WORK REQUIRED: Among the entries that follow, how many lines contain the string "wiper"? Answer with that number only.

WORKING DATA:
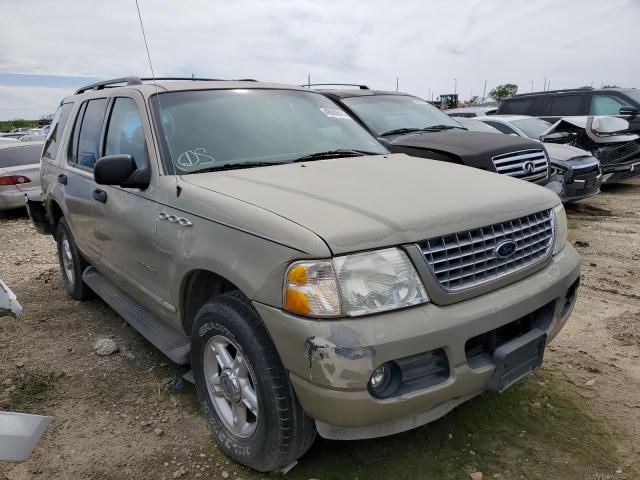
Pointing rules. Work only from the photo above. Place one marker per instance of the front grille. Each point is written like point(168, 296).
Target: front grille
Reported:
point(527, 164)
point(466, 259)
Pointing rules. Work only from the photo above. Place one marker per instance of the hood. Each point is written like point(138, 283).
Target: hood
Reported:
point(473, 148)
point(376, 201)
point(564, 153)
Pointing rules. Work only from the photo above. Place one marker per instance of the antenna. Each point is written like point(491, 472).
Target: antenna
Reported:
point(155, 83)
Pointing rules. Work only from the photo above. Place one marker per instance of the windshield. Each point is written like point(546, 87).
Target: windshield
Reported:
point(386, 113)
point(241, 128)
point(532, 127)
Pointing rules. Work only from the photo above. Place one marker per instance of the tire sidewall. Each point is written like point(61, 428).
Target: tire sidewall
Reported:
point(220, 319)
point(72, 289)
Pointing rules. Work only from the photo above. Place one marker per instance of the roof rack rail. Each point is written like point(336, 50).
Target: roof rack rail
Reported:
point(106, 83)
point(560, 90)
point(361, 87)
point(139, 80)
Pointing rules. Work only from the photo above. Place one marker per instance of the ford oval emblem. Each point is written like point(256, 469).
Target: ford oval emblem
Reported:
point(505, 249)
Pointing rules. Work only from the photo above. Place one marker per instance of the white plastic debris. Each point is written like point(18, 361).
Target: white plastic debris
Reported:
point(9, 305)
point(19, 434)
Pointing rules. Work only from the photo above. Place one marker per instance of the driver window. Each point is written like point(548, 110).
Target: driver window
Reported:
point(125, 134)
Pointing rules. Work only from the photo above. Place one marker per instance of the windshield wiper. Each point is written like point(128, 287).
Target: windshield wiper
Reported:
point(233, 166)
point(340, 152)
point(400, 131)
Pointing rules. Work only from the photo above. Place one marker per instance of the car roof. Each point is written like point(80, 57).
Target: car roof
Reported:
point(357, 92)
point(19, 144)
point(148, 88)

REPLY: 2